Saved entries

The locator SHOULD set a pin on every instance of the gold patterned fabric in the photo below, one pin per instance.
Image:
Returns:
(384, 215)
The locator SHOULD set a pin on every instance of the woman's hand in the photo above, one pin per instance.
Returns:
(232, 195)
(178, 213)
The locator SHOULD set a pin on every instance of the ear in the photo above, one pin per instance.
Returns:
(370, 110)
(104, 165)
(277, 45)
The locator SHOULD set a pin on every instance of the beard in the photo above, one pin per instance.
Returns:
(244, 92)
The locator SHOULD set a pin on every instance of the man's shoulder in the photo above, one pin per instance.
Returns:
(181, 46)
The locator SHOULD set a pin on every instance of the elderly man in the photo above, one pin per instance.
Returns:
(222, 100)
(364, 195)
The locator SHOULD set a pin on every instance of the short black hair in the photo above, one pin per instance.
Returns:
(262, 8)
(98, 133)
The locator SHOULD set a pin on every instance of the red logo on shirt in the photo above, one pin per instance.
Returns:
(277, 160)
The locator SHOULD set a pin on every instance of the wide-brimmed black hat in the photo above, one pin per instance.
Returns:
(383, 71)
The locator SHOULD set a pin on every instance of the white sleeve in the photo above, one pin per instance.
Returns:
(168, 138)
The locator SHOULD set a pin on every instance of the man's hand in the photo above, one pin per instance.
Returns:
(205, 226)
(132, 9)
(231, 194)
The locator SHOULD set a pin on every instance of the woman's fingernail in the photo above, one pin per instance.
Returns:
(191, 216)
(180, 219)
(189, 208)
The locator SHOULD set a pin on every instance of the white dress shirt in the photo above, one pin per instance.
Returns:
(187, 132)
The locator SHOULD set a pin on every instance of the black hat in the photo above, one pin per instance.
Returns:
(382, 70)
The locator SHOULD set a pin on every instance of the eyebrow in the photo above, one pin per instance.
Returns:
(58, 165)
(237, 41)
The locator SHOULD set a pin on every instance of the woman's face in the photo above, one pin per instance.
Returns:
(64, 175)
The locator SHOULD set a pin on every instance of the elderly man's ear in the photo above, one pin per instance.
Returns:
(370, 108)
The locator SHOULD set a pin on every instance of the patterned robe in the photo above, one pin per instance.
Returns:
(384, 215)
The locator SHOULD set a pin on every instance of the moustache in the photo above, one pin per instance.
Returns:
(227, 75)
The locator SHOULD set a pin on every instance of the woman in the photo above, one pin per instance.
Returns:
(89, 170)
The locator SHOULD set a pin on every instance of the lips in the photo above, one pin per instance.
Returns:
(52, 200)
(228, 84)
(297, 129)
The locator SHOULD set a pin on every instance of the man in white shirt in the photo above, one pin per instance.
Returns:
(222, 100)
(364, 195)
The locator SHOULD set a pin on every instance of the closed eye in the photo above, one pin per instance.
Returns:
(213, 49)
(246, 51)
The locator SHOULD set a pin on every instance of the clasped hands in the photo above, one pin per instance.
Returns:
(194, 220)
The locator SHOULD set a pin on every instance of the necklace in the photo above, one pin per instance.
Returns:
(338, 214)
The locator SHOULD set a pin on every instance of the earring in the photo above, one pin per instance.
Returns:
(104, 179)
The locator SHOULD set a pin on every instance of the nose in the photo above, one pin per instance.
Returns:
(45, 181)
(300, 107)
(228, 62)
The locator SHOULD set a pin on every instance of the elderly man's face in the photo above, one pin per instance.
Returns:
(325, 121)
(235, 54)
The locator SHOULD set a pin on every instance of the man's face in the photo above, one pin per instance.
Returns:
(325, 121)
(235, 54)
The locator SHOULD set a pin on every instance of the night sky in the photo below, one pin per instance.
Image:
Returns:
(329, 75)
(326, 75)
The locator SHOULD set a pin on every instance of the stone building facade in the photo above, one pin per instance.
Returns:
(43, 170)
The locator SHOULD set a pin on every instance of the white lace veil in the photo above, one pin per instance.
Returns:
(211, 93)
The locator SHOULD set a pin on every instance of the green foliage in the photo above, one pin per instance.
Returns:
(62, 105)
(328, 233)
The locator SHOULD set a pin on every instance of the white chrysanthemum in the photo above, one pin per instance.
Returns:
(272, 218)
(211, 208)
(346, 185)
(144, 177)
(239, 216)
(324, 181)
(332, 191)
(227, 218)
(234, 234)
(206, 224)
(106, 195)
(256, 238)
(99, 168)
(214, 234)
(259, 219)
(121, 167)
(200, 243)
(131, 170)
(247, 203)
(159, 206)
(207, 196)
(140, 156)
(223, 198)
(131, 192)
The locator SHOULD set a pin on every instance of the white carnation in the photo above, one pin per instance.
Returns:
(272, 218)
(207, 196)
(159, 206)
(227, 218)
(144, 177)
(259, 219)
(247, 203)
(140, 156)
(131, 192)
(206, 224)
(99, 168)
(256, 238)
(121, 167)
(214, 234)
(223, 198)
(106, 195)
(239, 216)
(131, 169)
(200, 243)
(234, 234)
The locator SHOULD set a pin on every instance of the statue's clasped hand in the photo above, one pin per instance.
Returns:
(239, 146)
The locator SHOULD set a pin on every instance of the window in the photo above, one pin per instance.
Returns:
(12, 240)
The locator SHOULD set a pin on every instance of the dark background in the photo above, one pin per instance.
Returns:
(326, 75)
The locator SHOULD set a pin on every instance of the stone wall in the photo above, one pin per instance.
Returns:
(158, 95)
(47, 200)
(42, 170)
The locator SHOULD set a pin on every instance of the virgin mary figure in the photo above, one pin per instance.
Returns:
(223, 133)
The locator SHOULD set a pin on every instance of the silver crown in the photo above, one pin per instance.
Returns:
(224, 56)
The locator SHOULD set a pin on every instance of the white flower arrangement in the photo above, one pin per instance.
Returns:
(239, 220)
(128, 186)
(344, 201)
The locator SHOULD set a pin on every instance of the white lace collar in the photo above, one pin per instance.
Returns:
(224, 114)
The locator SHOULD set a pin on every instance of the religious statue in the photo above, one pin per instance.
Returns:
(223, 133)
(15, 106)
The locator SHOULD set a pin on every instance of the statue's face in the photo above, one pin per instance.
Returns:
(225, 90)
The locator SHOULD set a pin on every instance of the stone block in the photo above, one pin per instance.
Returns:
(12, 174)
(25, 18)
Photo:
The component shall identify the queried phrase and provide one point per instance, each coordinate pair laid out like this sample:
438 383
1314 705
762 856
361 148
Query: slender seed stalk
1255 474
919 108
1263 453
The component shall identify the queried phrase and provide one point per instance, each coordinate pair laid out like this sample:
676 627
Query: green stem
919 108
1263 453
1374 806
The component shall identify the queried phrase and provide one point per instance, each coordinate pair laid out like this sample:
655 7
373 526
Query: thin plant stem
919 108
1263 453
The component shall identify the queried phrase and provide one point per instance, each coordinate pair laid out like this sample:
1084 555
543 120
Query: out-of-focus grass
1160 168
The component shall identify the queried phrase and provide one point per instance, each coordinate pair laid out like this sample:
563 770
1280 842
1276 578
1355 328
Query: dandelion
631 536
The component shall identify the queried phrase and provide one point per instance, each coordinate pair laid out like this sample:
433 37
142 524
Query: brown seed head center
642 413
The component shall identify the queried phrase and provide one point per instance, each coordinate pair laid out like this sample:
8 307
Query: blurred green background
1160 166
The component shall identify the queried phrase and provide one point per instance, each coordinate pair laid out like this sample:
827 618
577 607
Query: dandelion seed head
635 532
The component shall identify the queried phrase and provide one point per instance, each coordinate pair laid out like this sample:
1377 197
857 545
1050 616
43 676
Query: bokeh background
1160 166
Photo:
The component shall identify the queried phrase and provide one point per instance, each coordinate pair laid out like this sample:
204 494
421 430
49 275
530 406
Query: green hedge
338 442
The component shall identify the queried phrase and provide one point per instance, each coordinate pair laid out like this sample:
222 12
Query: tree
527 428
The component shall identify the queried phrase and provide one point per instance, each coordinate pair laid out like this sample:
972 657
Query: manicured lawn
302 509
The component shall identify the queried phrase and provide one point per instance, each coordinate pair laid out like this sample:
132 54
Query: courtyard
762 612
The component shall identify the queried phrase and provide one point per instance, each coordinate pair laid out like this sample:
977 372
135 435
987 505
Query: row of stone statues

=== Problem to work on ===
Write only the number of lines in the records that include the word "white".

=== Solution to this task ===
8